--- Data for this exercise ---
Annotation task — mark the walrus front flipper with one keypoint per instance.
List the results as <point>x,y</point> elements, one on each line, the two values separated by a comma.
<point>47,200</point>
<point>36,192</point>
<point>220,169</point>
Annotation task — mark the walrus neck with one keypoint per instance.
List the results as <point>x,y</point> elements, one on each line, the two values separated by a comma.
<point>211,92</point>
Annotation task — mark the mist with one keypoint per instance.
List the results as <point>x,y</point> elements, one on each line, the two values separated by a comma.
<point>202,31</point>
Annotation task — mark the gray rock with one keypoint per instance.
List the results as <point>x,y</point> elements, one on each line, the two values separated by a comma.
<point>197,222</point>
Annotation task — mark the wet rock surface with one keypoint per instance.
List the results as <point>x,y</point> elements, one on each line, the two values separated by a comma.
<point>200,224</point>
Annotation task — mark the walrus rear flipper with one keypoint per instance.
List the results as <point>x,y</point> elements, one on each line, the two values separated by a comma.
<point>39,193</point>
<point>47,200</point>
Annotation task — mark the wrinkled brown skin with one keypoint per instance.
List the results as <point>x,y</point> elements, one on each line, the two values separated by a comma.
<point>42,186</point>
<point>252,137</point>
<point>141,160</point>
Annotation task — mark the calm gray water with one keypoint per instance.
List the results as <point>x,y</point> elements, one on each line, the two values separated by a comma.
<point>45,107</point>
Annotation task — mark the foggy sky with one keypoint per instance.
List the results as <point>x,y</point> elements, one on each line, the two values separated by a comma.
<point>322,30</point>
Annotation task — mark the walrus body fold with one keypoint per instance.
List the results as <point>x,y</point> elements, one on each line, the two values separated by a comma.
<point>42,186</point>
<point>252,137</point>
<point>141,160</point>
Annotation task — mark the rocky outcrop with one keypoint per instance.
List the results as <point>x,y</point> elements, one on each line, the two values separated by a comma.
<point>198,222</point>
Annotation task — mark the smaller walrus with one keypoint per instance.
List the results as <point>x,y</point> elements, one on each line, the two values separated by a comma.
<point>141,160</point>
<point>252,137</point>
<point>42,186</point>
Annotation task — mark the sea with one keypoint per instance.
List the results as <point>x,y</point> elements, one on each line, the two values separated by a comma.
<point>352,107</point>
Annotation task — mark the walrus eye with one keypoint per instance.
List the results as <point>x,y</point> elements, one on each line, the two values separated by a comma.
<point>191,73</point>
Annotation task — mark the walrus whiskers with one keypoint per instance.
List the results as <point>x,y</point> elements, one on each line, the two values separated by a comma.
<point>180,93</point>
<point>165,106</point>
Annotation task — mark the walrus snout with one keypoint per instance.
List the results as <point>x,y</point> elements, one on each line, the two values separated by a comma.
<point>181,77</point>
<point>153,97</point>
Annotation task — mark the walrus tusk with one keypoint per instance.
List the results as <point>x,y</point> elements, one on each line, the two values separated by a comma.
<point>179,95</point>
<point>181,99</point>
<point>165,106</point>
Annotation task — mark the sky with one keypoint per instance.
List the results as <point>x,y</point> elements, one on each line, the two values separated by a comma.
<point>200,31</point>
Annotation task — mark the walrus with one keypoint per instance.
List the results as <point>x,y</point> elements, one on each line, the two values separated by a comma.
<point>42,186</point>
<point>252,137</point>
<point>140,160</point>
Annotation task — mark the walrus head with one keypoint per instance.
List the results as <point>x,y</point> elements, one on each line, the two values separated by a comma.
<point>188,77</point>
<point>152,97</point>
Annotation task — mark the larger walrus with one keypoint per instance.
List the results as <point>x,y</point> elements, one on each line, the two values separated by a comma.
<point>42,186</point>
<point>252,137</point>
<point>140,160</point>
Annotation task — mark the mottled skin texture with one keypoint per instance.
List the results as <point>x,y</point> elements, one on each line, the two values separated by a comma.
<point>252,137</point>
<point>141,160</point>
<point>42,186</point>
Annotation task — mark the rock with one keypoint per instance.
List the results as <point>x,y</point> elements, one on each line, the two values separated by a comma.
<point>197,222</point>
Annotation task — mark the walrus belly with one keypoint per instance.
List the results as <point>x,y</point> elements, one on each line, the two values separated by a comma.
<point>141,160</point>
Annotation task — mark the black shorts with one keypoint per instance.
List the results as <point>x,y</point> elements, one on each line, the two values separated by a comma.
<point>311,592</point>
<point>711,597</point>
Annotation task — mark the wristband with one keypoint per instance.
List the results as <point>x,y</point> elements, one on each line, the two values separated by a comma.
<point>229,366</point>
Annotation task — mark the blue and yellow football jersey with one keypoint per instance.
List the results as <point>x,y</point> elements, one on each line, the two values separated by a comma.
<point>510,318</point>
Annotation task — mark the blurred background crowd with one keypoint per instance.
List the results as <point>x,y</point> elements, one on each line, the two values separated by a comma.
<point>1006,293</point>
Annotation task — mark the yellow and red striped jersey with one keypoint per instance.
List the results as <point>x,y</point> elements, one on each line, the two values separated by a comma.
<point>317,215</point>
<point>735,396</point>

--- Problem details ---
Reproduce the stretch of the listing from the line containing "Annotation task — mark the blurred" through the end of the listing, substituting "shirt" for "jersey" and changing nothing else.

--- Answer ---
Annotation task — mark the blurred background crowd with one keypoint per instance.
List the results as <point>x,y</point> elements, one on each line, the two values separated by a comma.
<point>1006,293</point>
Annotation task — mark the yellow and red striped shirt with one keypoint per instance.
List the results as <point>x,y</point> elements, one on each line, the two values separated by a comma.
<point>317,215</point>
<point>735,396</point>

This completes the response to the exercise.